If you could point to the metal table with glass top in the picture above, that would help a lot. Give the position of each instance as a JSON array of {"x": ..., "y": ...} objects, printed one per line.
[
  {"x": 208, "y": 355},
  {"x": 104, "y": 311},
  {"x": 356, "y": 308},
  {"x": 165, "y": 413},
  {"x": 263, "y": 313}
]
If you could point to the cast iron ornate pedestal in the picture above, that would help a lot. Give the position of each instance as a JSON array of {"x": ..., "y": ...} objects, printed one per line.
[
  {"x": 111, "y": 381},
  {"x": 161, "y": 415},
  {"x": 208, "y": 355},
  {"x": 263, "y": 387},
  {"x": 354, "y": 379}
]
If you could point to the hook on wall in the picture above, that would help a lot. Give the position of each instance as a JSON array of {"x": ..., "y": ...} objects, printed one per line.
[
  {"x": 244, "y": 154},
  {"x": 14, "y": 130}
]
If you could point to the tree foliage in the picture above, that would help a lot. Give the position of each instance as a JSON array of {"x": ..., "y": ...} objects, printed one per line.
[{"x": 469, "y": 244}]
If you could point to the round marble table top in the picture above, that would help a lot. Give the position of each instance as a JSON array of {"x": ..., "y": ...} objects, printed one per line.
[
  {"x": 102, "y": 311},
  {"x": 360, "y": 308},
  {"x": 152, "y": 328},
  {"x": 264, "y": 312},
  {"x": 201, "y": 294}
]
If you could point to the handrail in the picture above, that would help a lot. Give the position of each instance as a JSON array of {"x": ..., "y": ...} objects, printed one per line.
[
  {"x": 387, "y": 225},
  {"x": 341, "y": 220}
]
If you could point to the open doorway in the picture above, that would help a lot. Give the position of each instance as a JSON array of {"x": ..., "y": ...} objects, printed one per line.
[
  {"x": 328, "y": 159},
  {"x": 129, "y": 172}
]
=======
Task directions: Write out the data once more, word for word.

Your solution:
If you could point to the metal table with glass top in the picture above, that would help a lot. Give the position of each instance as a JSON array of {"x": ..., "y": ...} objects, printed one per line.
[
  {"x": 208, "y": 355},
  {"x": 104, "y": 311},
  {"x": 356, "y": 308},
  {"x": 165, "y": 413},
  {"x": 263, "y": 313}
]
If you could point to the cast iron ornate pedestal in the picture above, that would help a lot. Give the position of each instance as a JSON array of {"x": ..., "y": ...} objects, printed one per line.
[
  {"x": 111, "y": 381},
  {"x": 161, "y": 415},
  {"x": 208, "y": 355},
  {"x": 263, "y": 387},
  {"x": 354, "y": 379}
]
If you could point to the hook on wall in the picture above, that would help a lot. Give the position of each instance as a JSON array of {"x": ..., "y": ...} objects, printed one per line.
[
  {"x": 244, "y": 154},
  {"x": 14, "y": 130}
]
If you could point to the tree foliage in the picture above, that would help a lot. Give the position of each instance as a JSON array of {"x": ..., "y": ...} objects, printed one per line.
[{"x": 469, "y": 244}]
If you could point to the round marble table top in the picture above, that would help a lot. Give the position of each instance as a JSON array of {"x": ..., "y": ...} objects, printed one per line.
[
  {"x": 102, "y": 311},
  {"x": 360, "y": 308},
  {"x": 152, "y": 328},
  {"x": 264, "y": 312},
  {"x": 201, "y": 294}
]
If you could point to the handrail in the picture above, that would help a lot. Give the position of each instance as a JSON array of {"x": ..., "y": ...} objects, printed one per line.
[
  {"x": 387, "y": 225},
  {"x": 341, "y": 220}
]
If you could point to the open doorway in the picture above, that would help a lot. Give the position of each instance as a JSON array of {"x": ..., "y": ...} objects, printed one per line.
[
  {"x": 328, "y": 159},
  {"x": 129, "y": 172}
]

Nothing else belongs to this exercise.